RECORDS TO PROCESS Start Marker

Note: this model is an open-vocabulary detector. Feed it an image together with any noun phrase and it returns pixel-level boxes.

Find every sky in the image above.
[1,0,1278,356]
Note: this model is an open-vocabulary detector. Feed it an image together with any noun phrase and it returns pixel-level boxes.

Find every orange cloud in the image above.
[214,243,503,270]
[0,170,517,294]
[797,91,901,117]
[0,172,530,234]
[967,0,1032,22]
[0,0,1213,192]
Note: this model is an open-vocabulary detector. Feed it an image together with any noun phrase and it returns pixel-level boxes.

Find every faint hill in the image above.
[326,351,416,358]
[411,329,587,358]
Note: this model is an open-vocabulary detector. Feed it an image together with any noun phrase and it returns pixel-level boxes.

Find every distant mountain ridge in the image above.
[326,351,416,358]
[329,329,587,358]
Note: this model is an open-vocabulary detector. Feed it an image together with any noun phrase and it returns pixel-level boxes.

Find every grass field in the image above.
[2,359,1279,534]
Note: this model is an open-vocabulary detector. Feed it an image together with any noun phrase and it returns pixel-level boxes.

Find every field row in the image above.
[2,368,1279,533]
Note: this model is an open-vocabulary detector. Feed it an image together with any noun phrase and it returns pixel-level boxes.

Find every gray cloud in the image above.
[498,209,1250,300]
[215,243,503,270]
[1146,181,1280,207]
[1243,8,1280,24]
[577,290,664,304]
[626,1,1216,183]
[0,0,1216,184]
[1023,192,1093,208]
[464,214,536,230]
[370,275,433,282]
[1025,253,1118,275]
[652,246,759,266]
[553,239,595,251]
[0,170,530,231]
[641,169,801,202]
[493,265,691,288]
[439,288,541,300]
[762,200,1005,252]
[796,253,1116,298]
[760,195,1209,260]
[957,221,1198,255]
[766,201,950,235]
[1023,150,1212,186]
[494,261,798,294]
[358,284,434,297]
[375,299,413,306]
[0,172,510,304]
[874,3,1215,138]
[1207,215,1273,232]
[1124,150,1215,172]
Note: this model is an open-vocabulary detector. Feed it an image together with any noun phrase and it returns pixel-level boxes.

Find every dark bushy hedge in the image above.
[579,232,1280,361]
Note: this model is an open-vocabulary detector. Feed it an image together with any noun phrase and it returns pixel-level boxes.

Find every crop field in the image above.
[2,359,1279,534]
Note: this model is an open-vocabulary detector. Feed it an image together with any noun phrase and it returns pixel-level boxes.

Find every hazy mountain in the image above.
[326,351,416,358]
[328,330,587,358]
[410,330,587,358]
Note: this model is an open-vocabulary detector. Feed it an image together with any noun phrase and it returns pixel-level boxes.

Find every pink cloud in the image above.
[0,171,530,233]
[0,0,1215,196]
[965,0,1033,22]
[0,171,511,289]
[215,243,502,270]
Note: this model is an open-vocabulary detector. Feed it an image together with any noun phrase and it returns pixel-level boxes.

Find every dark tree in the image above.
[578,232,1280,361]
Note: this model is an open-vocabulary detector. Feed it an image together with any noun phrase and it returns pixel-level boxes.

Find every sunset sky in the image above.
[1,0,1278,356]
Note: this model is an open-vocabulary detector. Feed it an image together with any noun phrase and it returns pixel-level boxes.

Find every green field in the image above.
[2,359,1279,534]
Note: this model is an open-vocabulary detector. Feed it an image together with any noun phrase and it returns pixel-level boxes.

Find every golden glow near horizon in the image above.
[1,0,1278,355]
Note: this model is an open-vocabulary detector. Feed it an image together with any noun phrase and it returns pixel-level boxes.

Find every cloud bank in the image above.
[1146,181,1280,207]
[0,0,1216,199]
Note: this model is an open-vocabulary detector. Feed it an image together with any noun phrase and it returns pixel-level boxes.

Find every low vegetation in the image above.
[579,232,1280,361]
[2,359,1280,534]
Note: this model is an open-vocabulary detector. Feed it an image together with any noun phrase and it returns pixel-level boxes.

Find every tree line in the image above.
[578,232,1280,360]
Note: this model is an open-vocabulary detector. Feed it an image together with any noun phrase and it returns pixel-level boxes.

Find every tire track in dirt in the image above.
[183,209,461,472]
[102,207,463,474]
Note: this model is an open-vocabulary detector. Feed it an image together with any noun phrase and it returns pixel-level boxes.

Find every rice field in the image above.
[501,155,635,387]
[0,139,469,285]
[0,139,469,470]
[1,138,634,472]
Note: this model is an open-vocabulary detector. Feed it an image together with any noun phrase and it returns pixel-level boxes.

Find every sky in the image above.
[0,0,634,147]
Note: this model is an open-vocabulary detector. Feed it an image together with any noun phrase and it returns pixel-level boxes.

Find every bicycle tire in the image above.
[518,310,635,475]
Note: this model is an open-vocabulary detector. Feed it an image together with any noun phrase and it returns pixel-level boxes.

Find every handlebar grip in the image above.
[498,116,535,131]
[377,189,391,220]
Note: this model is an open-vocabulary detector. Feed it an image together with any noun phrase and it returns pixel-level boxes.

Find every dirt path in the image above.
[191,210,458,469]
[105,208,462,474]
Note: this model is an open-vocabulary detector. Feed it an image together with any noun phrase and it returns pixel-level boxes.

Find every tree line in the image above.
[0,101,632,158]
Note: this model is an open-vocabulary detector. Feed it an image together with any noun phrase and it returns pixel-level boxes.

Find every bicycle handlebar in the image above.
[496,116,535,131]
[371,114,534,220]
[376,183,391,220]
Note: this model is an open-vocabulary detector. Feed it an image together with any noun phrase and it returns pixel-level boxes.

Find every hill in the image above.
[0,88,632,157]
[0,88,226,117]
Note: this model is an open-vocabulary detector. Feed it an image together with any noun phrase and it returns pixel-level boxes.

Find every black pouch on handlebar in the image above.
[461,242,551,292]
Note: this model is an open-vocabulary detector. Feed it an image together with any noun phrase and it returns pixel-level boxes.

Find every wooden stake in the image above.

RECORDS TO PROCESS End Marker

> **TASK GOAL**: All entries should be given again precisely as they appear above.

> **ANSWER SECTION**:
Note: this model is an open-vocabulary detector. Feed it an image together with any noun phrase and it returns pixel-level boxes.

Find every sky in the image above.
[1,0,1278,356]
Note: this model is an open-vocabulary detector. Feed it an image together with any noun phrase and it returns pixel-level boxes.

Find every orange cloud in the image above.
[214,243,503,270]
[0,170,517,294]
[797,91,901,117]
[0,172,530,234]
[967,0,1032,22]
[0,0,1213,192]
Note: this model is an open-vocabulary detector. Feed it an image together with any noun phrase and it returns pixel-level boxes.

Find every faint hill in the image above.
[326,351,416,358]
[411,329,587,358]
Note: this model is an open-vocabulary detector. Feed it an image together with any noun phrase and it returns pixel-level boxes.

Find every distant mountain ridge in the image above.
[326,351,416,358]
[329,329,587,358]
Note: this model is an open-vocabulary detector. Feed it an image together with any noun phrase and it returns pixel-level boxes.

Find every grass field in the image above.
[2,359,1279,534]
Note: this model is an open-vocabulary detector. Feed it an image together with any noun phrase and it returns pixel-level boxes.

Find every field row in the image above.
[2,368,1279,533]
Note: this model is an open-vocabulary detector. Feed it an image together with any noun phrase and it returns pixel-level boxes.

Find every gray cloud in the image above.
[498,209,1250,300]
[215,243,503,270]
[1146,181,1280,207]
[1243,8,1280,24]
[577,290,664,304]
[626,1,1216,183]
[0,0,1216,184]
[1023,192,1093,208]
[464,214,536,230]
[370,275,433,282]
[1025,253,1118,275]
[652,246,759,266]
[553,239,595,251]
[0,170,530,231]
[641,169,801,202]
[493,265,691,288]
[439,288,541,300]
[762,200,1005,252]
[796,253,1116,298]
[760,195,1209,260]
[957,221,1198,255]
[766,201,950,235]
[1023,150,1212,186]
[494,261,798,294]
[358,284,434,297]
[375,299,413,306]
[0,172,510,304]
[874,3,1215,138]
[1207,215,1273,232]
[1124,150,1215,172]
Note: this model is an open-vocabulary detector. Feed it an image together with any noun phrase and it returns pixel-level boxes.

Find every dark bushy hedge in the image above.
[579,232,1280,361]
Note: this model is an open-vocabulary detector. Feed it an image together with any noun phrase and it returns pixel-level boxes.

Find every crop field in the image above.
[2,359,1279,534]
Note: this model is an open-vocabulary detector. Feed it an image together with any noun phrase and it returns pixel-level boxes.

Find every hazy mountain in the image above.
[326,351,416,358]
[328,330,587,358]
[410,330,587,358]
Note: this model is an open-vocabulary detector. Feed it an image together with any noun phrase and it returns pixel-level boxes.

Find every pink cloud in the image above.
[0,171,530,233]
[0,0,1215,196]
[965,0,1033,22]
[0,171,511,289]
[215,243,502,270]
Note: this model is an open-vocabulary detector. Feed it an image together with any noun phrase and it returns pixel-level boxes.

Find every dark tree in the image above.
[578,232,1280,361]
Note: this model is an open-vocabulary detector. Feed it an image together with any noun phrase and it returns pixel-level boxes.

Find every sunset sky in the image above.
[1,0,1278,356]
Note: this model is an open-vocabulary detector. Feed it an image together with any noun phrase and it returns pixel-level boxes.

Find every green field in the image above.
[2,359,1279,534]
Note: this model is an open-vocabulary detector. Feed it an image together with any noun phrase and it returns pixel-level boxes.

Find every golden glow near horizon in the image above.
[1,0,1278,355]
Note: this model is an open-vocabulary detector. Feed it an image together with any noun phrase and it returns pixel-level boxes.

Find every cloud bank in the image above.
[1146,181,1280,207]
[0,0,1216,199]
Note: this model is an open-vocabulary detector. Feed it an image together with any noun phrase and it returns pixel-level boxes.

Find every low vegetation in the image above.
[579,232,1280,361]
[2,359,1280,534]
Note: this model is an open-vocabulary detector. Feed it an image together with any noun phrase and it returns pixel-level boxes.

Find every tree line in the image above.
[578,232,1280,360]
Note: this model is an open-vocabulary detector. Feed it an image together with any noun phrase and it returns pixel-level boxes.

Find every tire track in dirt in the image above.
[183,209,461,472]
[102,207,463,474]
Note: this model is an open-vocabulary detector. Feed it an image together with any noun phrase and it returns pixel-level boxes.

Find every rice field in the image above.
[501,155,635,387]
[0,139,469,285]
[0,139,469,470]
[1,138,634,472]
Note: this model is an open-vocabulary detector. Feed it an image together with any noun phrase and it returns pixel-level boxes.

Find every sky in the image above.
[0,0,634,147]
Note: this model is an open-vocabulary detector. Feed it an image together with any noun phrase and it returns pixel-level boxes.

Find every bicycle tire in the image above.
[518,310,635,475]
Note: this model is an open-vocabulary detector. Feed it an image together with any noun phrase and it returns pixel-level boxes.

Find every handlebar grip in the image above.
[498,116,535,131]
[377,189,391,220]
Note: this model is an open-vocabulary detector. Feed it an image together with any noun phrase and it returns pixel-level boxes.

Find every dirt path in the image above.
[191,210,458,469]
[105,208,462,474]
Note: this model is an open-vocabulary detector. Feed it an image together with any noun phrase and it returns pixel-level boxes.

Find every tree line in the image above.
[0,101,632,158]
Note: this model is an open-vocabulary detector. Feed it an image together with any noun phrase and it returns pixel-level boxes.

Find every bicycle handlebar in the image above.
[496,116,535,131]
[371,114,534,220]
[376,183,391,220]
Note: this model is an open-vocabulary detector. Feed it an image together with any noun phrase and it returns pixel-level boxes.

Find every hill in the image above.
[0,88,632,157]
[0,88,226,117]
Note: this model is an open-vocabulary detector. Feed it an image together with any noun phrase and it returns pixel-level boxes.

Find every black pouch on handlebar in the image above.
[461,242,551,292]
Note: this model is an open-vocabulary detector. Feed it an image together with any noun phrase and it returns pixel-level boxes.

Find every wooden stake in the image above.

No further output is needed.